#### Task statement:
Output this listing as a two-column CSV with columns named "request" and "answer", one row per request, each field quoted and any line breaks replaced by spaces. Leave the pictures out.

+++

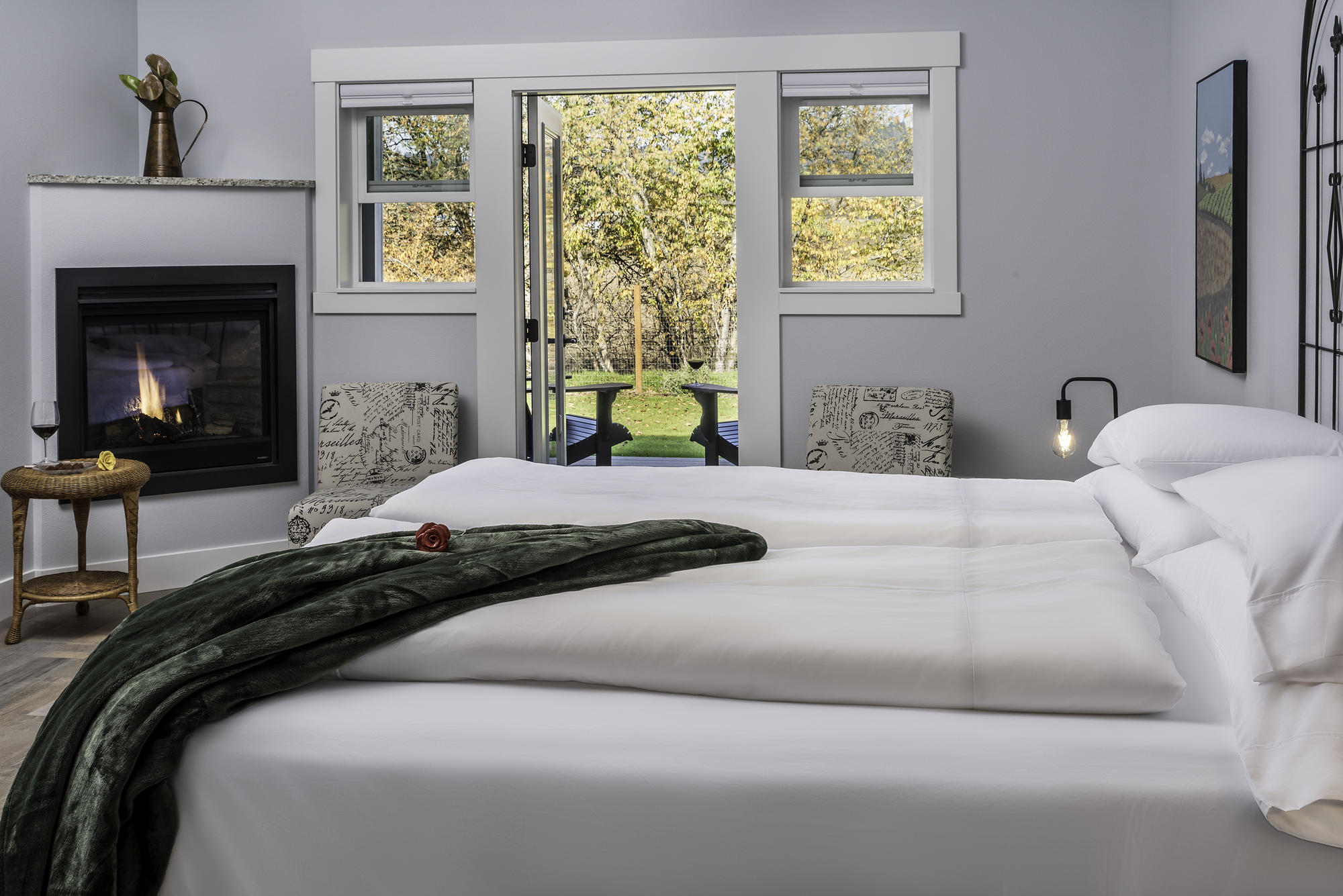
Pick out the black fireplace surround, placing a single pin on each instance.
(190, 369)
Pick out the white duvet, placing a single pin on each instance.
(993, 595)
(790, 507)
(1290, 734)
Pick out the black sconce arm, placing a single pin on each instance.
(1066, 407)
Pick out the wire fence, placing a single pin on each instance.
(671, 336)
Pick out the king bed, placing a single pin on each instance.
(1129, 685)
(927, 686)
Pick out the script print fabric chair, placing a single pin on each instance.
(374, 440)
(880, 430)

+++

#### Reply:
request,answer
"Pick out the black fireplace surround, placing a single pin on each instance.","(190, 369)"
"Pick out the white duvet, placing a single pin on each instance.","(993, 595) (790, 507) (1290, 734)"
"Pick out the black sconce arm, placing a single pin on each instance.","(1066, 407)"
"Pick out the wire fence, placing a single pin on each instance.","(671, 336)"
"Pick out the king bed, placing a single pin on each instance.","(1129, 685) (927, 686)"
"Pick out the script print fabric chair, placing a single pin on each instance.","(374, 440) (880, 430)"